Sunday 15 September 2019

Mallorca day 12: one last visit to the swamp

Our penultimate full day on Mallorca had been ear-marked for a day at the Hidropark Alcudia, a hideous dystopia of water slides, junk food and verrucas which apparently counts as a fun day out for my fellow family members. Typically, it was the coolest day of the holiday and a stiff breeze was blowing in from the sea, making us shiver as we queued up for various forms of chlorine-fuelled entertainment. After a wholesome lunch of gristle, fat and chips, the strain was beginning to show, and I was granted time off for good behaviour to go and have another look at nearby S'Albufera marsh.
Kentish Plover
Kentish Plover
Kentish Plover - juvenile
Black-winged Stilt - juvenile
I checked out a different route on this occasion, heading north from the stone bridges near the visitor centre following the Itinerari des Colombars. The walk was long and straight and the heat was rising, but I knew there were pools at the end which might be worth checking out so I persevered. I had been surprised by the lack of Kentish Plovers on my earlier visits, but Colombars seemed to be where they were all hiding: as I headed left off the main track on to a boardwalk to the hide, an unseen Kentish Plover peeped and flushed almost from under the boardwalk itself. From the hide an adult and youngster strutted at close range, with Stilts, Glossy Ibises and Marbled Ducks in the background.

☆ ☆ ☆ ☆ ☆ ☆ ☆

- [Requirements]
In the Mallorca day 12 entry, which route did the writer follow north from the stone bridges near the visitor centre?

Point annotation data
☆ ☆ ☆ ☆ ☆ ☆ ☆

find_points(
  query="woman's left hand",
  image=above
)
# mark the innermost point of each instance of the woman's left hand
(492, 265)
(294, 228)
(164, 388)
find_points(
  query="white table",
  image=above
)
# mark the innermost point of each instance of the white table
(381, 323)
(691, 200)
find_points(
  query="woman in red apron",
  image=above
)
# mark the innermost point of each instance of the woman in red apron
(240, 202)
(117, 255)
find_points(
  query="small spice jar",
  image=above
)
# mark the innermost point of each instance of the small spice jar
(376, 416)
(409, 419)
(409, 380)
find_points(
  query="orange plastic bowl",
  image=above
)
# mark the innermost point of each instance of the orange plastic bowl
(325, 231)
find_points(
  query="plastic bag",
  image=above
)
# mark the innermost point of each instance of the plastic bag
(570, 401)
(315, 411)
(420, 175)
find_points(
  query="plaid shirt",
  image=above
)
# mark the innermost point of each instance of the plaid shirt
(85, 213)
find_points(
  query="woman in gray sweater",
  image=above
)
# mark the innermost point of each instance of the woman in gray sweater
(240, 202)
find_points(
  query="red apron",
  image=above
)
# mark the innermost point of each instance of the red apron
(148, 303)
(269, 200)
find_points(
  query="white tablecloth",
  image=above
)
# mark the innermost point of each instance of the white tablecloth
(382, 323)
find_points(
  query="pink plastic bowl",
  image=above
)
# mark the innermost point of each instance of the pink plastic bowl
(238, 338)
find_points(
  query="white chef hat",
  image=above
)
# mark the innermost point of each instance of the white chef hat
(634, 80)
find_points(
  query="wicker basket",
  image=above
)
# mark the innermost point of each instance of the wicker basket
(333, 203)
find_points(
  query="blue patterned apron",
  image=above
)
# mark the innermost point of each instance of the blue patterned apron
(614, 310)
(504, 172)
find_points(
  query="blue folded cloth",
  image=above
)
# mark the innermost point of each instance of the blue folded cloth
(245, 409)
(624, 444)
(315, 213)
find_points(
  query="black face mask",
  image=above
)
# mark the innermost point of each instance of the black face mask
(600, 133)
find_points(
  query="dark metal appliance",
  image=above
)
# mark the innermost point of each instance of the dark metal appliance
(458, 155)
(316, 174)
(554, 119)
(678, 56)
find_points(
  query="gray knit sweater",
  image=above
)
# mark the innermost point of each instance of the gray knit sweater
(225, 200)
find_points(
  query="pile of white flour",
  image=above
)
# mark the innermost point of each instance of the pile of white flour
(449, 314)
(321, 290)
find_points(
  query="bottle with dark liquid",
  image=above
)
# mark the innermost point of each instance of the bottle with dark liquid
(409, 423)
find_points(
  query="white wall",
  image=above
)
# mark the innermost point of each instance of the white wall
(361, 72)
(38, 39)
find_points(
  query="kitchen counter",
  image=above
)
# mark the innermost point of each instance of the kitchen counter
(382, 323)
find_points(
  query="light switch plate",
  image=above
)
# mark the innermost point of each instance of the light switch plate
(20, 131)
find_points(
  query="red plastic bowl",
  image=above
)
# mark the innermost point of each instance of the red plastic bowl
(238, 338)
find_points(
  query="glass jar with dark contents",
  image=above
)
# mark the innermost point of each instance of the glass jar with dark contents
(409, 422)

☆ ☆ ☆ ☆ ☆ ☆ ☆

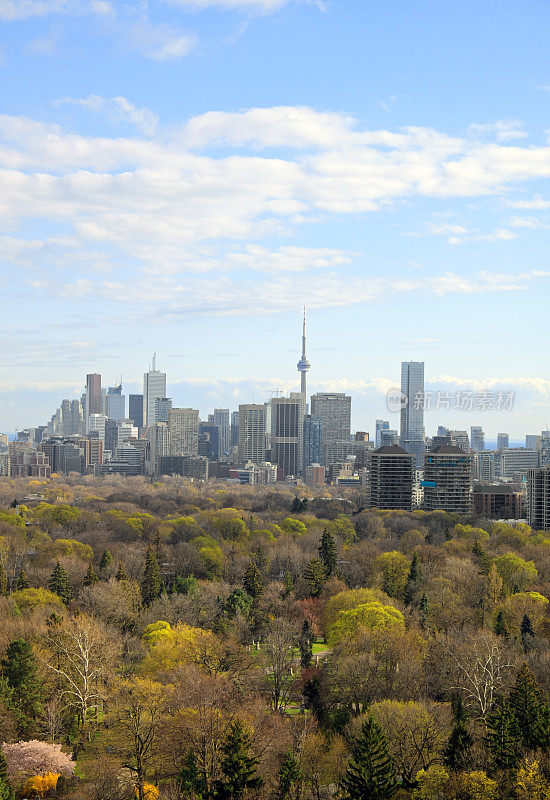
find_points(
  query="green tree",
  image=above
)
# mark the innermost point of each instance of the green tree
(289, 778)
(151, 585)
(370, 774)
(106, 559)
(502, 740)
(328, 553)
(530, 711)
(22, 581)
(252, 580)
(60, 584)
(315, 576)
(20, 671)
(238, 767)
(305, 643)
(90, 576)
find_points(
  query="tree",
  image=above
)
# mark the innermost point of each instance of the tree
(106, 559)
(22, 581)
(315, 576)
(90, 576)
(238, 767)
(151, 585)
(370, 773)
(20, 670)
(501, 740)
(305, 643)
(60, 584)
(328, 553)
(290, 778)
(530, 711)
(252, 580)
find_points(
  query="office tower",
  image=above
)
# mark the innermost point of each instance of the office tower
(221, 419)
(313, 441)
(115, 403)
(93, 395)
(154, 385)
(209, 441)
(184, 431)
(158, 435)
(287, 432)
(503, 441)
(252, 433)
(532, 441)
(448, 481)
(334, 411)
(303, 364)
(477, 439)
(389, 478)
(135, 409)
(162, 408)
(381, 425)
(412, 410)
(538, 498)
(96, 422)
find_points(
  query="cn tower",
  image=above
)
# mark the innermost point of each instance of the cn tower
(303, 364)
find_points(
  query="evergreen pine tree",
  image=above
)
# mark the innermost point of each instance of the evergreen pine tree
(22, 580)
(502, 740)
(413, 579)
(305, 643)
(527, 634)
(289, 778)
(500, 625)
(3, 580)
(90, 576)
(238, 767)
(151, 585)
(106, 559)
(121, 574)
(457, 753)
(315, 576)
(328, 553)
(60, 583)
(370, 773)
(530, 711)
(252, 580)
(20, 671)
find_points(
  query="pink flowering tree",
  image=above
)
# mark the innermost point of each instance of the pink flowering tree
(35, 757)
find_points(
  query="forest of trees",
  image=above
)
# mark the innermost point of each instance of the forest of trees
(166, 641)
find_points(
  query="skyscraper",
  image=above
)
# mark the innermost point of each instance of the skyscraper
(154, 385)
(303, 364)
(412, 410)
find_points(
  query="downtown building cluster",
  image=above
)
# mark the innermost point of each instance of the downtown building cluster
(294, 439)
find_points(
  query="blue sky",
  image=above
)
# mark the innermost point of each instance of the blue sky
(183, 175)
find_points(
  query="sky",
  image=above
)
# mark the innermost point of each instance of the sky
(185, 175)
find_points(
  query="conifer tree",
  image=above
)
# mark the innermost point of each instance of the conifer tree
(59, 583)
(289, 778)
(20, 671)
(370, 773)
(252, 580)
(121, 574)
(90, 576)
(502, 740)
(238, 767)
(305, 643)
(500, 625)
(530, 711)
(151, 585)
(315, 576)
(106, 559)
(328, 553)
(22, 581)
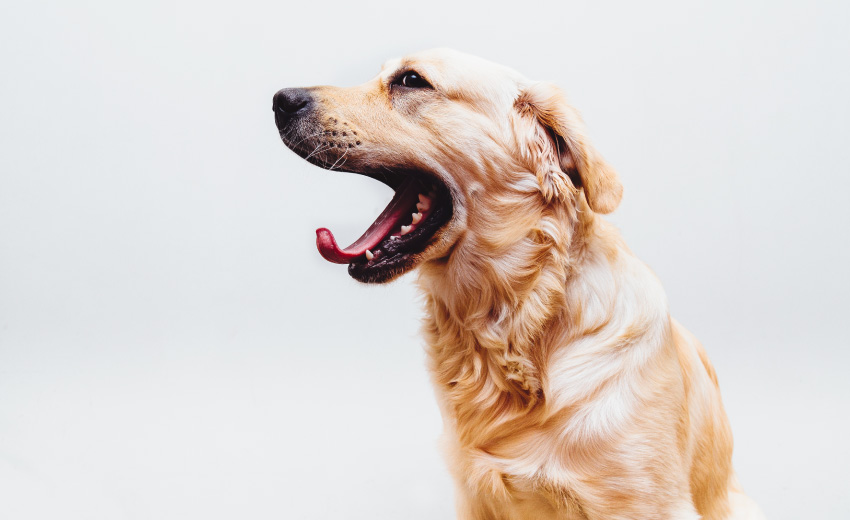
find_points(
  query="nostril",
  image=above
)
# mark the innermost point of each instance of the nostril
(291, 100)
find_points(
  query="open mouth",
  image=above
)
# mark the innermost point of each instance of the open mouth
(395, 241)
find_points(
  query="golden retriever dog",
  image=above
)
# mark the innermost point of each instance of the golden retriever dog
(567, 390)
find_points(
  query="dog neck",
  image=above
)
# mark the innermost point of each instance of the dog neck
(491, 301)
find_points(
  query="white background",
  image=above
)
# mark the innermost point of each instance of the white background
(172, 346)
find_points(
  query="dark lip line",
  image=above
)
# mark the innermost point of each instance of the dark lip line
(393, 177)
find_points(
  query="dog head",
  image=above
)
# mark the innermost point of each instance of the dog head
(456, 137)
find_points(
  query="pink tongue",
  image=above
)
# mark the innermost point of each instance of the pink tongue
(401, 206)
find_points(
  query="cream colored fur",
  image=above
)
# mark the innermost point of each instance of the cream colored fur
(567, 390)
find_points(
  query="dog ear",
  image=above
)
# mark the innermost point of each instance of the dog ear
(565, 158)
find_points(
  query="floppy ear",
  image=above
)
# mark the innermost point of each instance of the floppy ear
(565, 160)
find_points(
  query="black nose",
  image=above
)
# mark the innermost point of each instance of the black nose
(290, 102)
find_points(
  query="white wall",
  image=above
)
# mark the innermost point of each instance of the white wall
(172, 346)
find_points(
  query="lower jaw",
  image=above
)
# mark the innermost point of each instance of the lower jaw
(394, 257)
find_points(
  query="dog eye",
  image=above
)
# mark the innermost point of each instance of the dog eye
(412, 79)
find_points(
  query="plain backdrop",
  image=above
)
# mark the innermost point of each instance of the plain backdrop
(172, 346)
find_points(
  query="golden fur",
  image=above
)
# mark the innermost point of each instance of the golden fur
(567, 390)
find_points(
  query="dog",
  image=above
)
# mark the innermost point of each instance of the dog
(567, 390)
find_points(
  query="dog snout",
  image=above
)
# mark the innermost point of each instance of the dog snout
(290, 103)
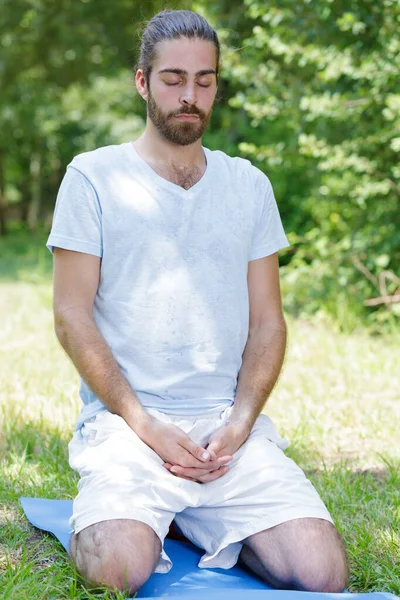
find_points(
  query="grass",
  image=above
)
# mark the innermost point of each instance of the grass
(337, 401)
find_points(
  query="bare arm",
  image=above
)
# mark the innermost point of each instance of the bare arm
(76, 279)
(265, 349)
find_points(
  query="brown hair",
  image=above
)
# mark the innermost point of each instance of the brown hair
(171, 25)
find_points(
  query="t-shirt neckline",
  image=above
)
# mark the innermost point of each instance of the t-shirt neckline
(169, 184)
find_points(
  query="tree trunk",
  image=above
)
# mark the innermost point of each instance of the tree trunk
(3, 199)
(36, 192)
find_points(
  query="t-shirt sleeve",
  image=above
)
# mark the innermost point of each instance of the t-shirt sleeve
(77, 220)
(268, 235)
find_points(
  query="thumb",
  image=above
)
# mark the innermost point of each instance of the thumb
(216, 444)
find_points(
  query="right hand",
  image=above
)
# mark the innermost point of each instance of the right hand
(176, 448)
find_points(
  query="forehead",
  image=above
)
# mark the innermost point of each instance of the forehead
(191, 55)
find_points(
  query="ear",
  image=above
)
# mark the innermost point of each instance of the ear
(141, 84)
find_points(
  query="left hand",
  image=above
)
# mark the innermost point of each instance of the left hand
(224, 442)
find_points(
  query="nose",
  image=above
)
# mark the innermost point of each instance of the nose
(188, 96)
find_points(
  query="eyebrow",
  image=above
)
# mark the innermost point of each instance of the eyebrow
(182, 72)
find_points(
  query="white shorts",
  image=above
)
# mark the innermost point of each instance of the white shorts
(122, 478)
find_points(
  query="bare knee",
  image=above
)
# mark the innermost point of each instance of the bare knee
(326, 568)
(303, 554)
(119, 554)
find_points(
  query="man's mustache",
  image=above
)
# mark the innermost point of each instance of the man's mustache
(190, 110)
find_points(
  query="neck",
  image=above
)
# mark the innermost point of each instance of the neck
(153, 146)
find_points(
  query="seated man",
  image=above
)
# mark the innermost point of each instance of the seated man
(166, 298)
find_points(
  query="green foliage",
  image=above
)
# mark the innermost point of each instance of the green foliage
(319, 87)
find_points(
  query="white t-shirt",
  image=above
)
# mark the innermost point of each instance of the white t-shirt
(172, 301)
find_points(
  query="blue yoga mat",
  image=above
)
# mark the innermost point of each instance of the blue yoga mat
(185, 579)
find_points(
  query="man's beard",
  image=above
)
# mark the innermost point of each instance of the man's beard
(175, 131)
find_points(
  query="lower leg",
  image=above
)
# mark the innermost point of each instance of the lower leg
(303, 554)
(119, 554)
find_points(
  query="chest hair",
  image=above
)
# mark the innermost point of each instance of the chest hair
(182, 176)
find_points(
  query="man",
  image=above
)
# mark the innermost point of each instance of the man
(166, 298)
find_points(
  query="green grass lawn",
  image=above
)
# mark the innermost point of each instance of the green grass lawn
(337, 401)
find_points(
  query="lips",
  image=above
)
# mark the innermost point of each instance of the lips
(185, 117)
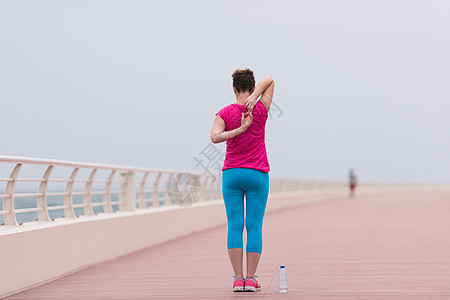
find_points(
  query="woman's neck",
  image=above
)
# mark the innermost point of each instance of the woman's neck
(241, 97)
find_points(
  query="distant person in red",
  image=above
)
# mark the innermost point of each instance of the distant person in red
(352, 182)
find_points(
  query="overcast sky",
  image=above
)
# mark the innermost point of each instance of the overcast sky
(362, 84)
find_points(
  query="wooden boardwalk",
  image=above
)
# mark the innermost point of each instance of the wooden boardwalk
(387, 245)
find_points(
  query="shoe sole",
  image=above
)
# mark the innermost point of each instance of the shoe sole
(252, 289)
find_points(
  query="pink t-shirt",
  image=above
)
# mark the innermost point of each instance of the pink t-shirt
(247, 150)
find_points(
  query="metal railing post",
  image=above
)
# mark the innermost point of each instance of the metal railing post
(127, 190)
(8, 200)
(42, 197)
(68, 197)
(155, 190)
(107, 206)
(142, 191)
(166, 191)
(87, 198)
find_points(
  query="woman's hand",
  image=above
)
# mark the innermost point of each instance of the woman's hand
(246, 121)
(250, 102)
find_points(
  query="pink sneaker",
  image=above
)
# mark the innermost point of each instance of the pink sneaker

☆ ☆ ☆ ☆ ☆ ☆ ☆

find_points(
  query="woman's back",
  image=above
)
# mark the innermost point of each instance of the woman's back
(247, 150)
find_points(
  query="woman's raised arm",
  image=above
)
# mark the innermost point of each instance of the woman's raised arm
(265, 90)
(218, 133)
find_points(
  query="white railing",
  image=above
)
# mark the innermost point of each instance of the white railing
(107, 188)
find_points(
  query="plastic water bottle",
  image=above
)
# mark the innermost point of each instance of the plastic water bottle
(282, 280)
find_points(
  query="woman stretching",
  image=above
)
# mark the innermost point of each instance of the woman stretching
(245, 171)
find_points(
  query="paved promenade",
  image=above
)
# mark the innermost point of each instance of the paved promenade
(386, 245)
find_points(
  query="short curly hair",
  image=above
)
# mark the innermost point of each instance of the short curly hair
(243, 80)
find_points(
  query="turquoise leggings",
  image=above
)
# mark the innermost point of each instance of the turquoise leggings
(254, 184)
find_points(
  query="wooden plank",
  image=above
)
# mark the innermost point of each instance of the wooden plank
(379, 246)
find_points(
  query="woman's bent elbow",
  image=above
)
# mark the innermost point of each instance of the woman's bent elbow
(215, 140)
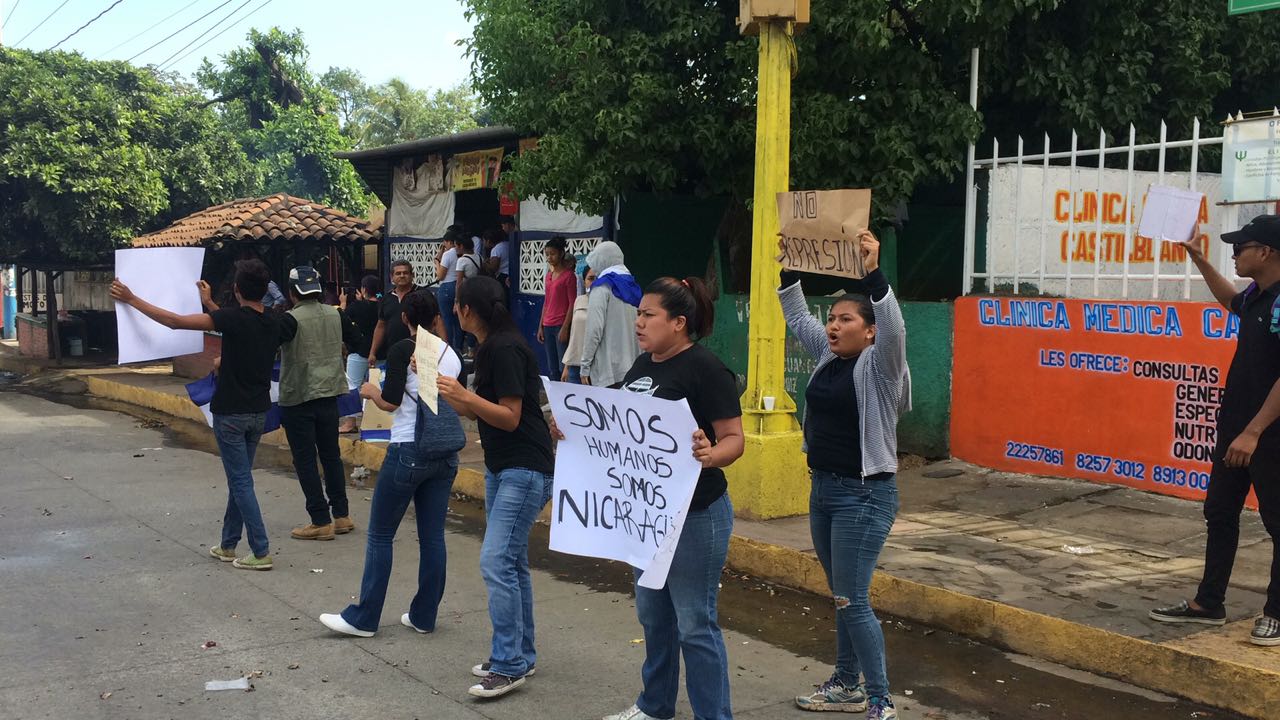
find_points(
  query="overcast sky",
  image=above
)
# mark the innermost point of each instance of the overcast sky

☆ ☆ ☆ ☆ ☆ ☆ ☆

- [Expected answer]
The Itinerari des Colombars.